Work to be completed: Retype all of the records shown beneath this task, exactly as they stand.

Provided data:
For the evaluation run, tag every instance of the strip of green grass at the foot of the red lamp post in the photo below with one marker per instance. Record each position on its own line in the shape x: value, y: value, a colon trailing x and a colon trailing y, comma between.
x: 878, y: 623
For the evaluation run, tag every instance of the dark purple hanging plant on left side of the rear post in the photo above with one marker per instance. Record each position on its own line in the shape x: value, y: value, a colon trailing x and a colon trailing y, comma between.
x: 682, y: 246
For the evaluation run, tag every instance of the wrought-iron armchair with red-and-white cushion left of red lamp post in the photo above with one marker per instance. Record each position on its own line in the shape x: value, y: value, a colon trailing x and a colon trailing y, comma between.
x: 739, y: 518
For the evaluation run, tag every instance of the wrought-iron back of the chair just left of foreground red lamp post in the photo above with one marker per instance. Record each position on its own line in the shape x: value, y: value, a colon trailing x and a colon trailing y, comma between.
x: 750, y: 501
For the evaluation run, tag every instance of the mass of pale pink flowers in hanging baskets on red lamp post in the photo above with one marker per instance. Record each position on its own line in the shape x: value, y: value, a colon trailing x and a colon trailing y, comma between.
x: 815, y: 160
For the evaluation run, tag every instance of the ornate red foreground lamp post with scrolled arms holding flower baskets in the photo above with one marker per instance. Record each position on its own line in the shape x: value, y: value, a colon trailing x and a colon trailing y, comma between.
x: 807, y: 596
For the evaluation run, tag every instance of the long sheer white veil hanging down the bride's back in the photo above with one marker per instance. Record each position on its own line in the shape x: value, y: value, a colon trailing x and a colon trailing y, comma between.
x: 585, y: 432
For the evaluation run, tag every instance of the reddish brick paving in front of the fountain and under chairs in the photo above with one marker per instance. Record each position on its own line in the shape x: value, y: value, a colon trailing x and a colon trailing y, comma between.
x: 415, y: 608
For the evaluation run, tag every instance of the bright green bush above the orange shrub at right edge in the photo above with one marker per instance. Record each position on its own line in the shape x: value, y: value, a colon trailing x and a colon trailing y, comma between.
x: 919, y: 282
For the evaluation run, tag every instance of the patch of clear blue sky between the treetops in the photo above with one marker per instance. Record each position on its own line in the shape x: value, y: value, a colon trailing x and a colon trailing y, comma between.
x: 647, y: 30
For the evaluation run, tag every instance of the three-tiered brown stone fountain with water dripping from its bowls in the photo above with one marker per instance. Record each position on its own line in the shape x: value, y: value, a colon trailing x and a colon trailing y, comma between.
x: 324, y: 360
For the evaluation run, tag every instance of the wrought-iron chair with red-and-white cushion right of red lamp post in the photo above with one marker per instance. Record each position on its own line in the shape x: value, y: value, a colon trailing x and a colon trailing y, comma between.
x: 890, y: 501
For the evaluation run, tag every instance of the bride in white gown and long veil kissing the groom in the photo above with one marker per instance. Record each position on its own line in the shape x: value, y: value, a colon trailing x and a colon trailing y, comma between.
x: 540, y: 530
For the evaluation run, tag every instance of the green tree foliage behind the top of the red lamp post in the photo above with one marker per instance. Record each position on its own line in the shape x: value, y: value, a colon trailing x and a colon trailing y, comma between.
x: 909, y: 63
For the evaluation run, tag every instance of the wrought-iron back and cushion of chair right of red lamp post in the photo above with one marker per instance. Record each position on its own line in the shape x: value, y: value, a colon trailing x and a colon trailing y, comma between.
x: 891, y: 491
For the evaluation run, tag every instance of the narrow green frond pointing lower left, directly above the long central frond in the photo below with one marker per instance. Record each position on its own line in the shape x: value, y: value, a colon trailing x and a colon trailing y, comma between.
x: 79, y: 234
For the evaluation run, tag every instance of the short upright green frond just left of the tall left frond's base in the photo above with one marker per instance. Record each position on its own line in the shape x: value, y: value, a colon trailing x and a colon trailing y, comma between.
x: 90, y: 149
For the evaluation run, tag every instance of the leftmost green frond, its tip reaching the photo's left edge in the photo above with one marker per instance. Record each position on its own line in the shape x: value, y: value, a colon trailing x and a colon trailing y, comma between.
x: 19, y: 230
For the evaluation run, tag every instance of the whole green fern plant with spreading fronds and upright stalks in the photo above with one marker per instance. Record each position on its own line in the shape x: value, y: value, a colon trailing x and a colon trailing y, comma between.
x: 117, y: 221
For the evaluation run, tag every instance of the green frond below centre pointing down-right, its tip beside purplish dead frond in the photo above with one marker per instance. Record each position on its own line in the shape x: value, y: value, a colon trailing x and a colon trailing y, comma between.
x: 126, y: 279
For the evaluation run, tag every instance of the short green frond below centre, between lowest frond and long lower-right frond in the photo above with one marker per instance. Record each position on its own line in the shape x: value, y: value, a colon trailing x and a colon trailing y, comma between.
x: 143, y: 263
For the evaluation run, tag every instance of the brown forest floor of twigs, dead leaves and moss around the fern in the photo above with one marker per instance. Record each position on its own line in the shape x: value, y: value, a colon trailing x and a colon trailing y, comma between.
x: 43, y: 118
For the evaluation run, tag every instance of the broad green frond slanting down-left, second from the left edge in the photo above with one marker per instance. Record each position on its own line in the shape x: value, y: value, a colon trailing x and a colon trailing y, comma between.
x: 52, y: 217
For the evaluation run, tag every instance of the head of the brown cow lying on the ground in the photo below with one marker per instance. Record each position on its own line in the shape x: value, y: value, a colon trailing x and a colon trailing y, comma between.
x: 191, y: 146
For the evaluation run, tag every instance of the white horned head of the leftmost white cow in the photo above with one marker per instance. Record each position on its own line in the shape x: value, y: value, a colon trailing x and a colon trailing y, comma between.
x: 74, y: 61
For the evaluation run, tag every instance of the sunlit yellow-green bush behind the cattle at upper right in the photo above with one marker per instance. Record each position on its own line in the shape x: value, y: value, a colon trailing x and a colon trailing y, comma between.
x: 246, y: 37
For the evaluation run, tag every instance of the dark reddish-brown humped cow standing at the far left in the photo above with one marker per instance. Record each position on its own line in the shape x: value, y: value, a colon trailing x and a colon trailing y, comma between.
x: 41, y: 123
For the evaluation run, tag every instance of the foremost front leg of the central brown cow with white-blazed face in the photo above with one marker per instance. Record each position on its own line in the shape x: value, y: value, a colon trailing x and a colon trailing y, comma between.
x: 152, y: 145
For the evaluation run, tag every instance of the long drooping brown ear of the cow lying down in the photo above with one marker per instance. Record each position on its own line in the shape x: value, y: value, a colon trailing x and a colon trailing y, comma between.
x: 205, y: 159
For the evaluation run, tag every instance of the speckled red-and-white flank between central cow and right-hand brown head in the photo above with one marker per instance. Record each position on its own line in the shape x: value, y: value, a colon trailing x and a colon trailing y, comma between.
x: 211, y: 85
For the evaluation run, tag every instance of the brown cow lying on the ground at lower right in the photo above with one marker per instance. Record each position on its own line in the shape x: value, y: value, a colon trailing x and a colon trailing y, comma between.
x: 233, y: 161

Response:
For the evaluation run, tag every instance of the strip of green grass at the foot of the red lamp post in the photo below with one marker per instance. Record each position on its own line in the shape x: value, y: value, a colon trailing x and a colon trailing y, comma between.
x: 878, y: 623
For the evaluation run, tag every instance of the dark purple hanging plant on left side of the rear post in the photo above with one marker per instance. Record each position on its own line in the shape x: value, y: value, a colon trailing x and a colon trailing y, comma between.
x: 682, y: 246
For the evaluation run, tag every instance of the wrought-iron armchair with red-and-white cushion left of red lamp post in the photo above with one marker per instance. Record each position on its own line in the shape x: value, y: value, a colon trailing x and a colon trailing y, comma between.
x: 739, y: 518
For the evaluation run, tag every instance of the wrought-iron back of the chair just left of foreground red lamp post in the photo above with one marker per instance. Record each position on its own line in the shape x: value, y: value, a colon trailing x and a colon trailing y, comma between.
x: 750, y: 501
For the evaluation run, tag every instance of the mass of pale pink flowers in hanging baskets on red lamp post in the photo above with one marker per instance. Record each position on its own line in the shape x: value, y: value, a colon trailing x and a colon trailing y, comma between.
x: 815, y: 160
For the evaluation run, tag every instance of the ornate red foreground lamp post with scrolled arms holding flower baskets in the photo above with one marker per instance. Record each position on its own line in the shape x: value, y: value, a colon trailing x and a colon trailing y, comma between.
x: 807, y: 596
For the evaluation run, tag every instance of the long sheer white veil hanging down the bride's back in the photo above with one marker per instance. Record each position on its own line in the shape x: value, y: value, a colon trailing x and a colon trailing y, comma between.
x: 585, y: 432
For the evaluation run, tag every instance of the reddish brick paving in front of the fountain and under chairs in the photo above with one marker per instance. Record each position on its own line in the shape x: value, y: value, a colon trailing x and a colon trailing y, comma between.
x: 415, y: 608
For the evaluation run, tag every instance of the bright green bush above the orange shrub at right edge in the photo above with one marker per instance. Record each position on its own line in the shape x: value, y: value, a colon trailing x and a colon trailing y, comma between.
x: 919, y: 282
For the evaluation run, tag every instance of the patch of clear blue sky between the treetops in the photo above with one marker per instance. Record each position on its own line in the shape x: value, y: value, a colon trailing x and a colon trailing y, comma between.
x: 647, y: 30
For the evaluation run, tag every instance of the three-tiered brown stone fountain with water dripping from its bowls in the photo above with one marker per instance. Record each position on its own line in the shape x: value, y: value, a colon trailing x and a colon trailing y, comma between.
x: 324, y: 360
For the evaluation run, tag every instance of the wrought-iron chair with red-and-white cushion right of red lamp post in the photo above with one marker per instance. Record each position on its own line in the shape x: value, y: value, a colon trailing x and a colon trailing y, comma between.
x: 890, y: 501
For the evaluation run, tag every instance of the bride in white gown and long veil kissing the groom in the photo above with one marker per instance. Record each position on its own line in the shape x: value, y: value, a colon trailing x and a colon trailing y, comma between.
x: 540, y: 530
For the evaluation run, tag every instance of the green tree foliage behind the top of the red lamp post in the photo above with one marker per instance. Record each position on its own line in the shape x: value, y: value, a colon trailing x and a colon trailing y, comma between.
x: 909, y: 63
For the evaluation run, tag every instance of the wrought-iron back and cushion of chair right of red lamp post in the photo above with one marker per instance. Record each position on its own line in the shape x: value, y: value, a colon trailing x and a colon trailing y, comma between.
x: 891, y: 491
For the evaluation run, tag every instance of the narrow green frond pointing lower left, directly above the long central frond in the photo below with one marker per instance. Record each position on its own line in the shape x: value, y: value, a colon trailing x and a colon trailing y, comma between.
x: 79, y: 234
For the evaluation run, tag every instance of the short upright green frond just left of the tall left frond's base in the photo above with one marker per instance. Record each position on its own line in the shape x: value, y: value, a colon trailing x and a colon trailing y, comma between.
x: 90, y: 149
For the evaluation run, tag every instance of the leftmost green frond, its tip reaching the photo's left edge in the photo above with one marker per instance. Record each position on its own line in the shape x: value, y: value, a colon trailing x and a colon trailing y, comma between.
x: 19, y: 230
For the evaluation run, tag every instance of the whole green fern plant with spreading fronds and upright stalks in the photo above with one marker per instance. Record each position on its own line in the shape x: value, y: value, a colon trailing x and a colon trailing y, comma between.
x: 117, y: 221
For the evaluation run, tag every instance of the green frond below centre pointing down-right, its tip beside purplish dead frond in the photo above with one marker per instance. Record each position on its own line in the shape x: value, y: value, a colon trailing x and a colon trailing y, comma between.
x: 126, y: 279
For the evaluation run, tag every instance of the short green frond below centre, between lowest frond and long lower-right frond in the photo above with one marker per instance. Record each position on its own line in the shape x: value, y: value, a colon trailing x and a colon trailing y, comma between.
x: 143, y: 263
For the evaluation run, tag every instance of the brown forest floor of twigs, dead leaves and moss around the fern in the photo above with one marker per instance. Record each position on its own line in the shape x: value, y: value, a colon trailing x and a colon trailing y, comma between.
x: 43, y: 118
For the evaluation run, tag every instance of the broad green frond slanting down-left, second from the left edge in the photo above with one marker per instance. Record each position on its own line in the shape x: value, y: value, a colon trailing x and a colon trailing y, comma between.
x: 52, y: 217
For the evaluation run, tag every instance of the head of the brown cow lying on the ground in the photo below with one marker per instance. Record each position on its own line in the shape x: value, y: value, a colon trailing x and a colon trailing y, comma between.
x: 191, y: 146
For the evaluation run, tag every instance of the white horned head of the leftmost white cow in the photo above with one marker per instance. Record each position on its own line in the shape x: value, y: value, a colon trailing x and a colon trailing y, comma between.
x: 74, y: 61
For the evaluation run, tag every instance of the sunlit yellow-green bush behind the cattle at upper right in the photo above with one marker per instance. Record each position on its own line in the shape x: value, y: value, a colon trailing x and a colon trailing y, comma between.
x: 246, y: 37
For the evaluation run, tag every instance of the dark reddish-brown humped cow standing at the far left in the photo above with one marker per instance. Record each position on its own line in the shape x: value, y: value, a colon trailing x and a colon trailing y, comma between.
x: 41, y: 123
For the evaluation run, tag every instance of the foremost front leg of the central brown cow with white-blazed face in the photo above with one marker per instance. Record each position on its own line in the shape x: value, y: value, a colon trailing x and a colon trailing y, comma between.
x: 152, y: 145
For the evaluation run, tag every instance of the long drooping brown ear of the cow lying down in the photo above with one marker per instance. Record each position on its own line in the shape x: value, y: value, a colon trailing x and a colon trailing y, comma between.
x: 205, y: 159
For the evaluation run, tag every instance of the speckled red-and-white flank between central cow and right-hand brown head in the photo above with one marker per instance. Record each position on its own line in the shape x: value, y: value, a colon trailing x and a colon trailing y, comma between.
x: 211, y: 85
For the evaluation run, tag every instance of the brown cow lying on the ground at lower right in the photo above with one marker per instance. Record each position on its own line in the shape x: value, y: value, a colon trailing x and a colon trailing y, comma between.
x: 233, y: 161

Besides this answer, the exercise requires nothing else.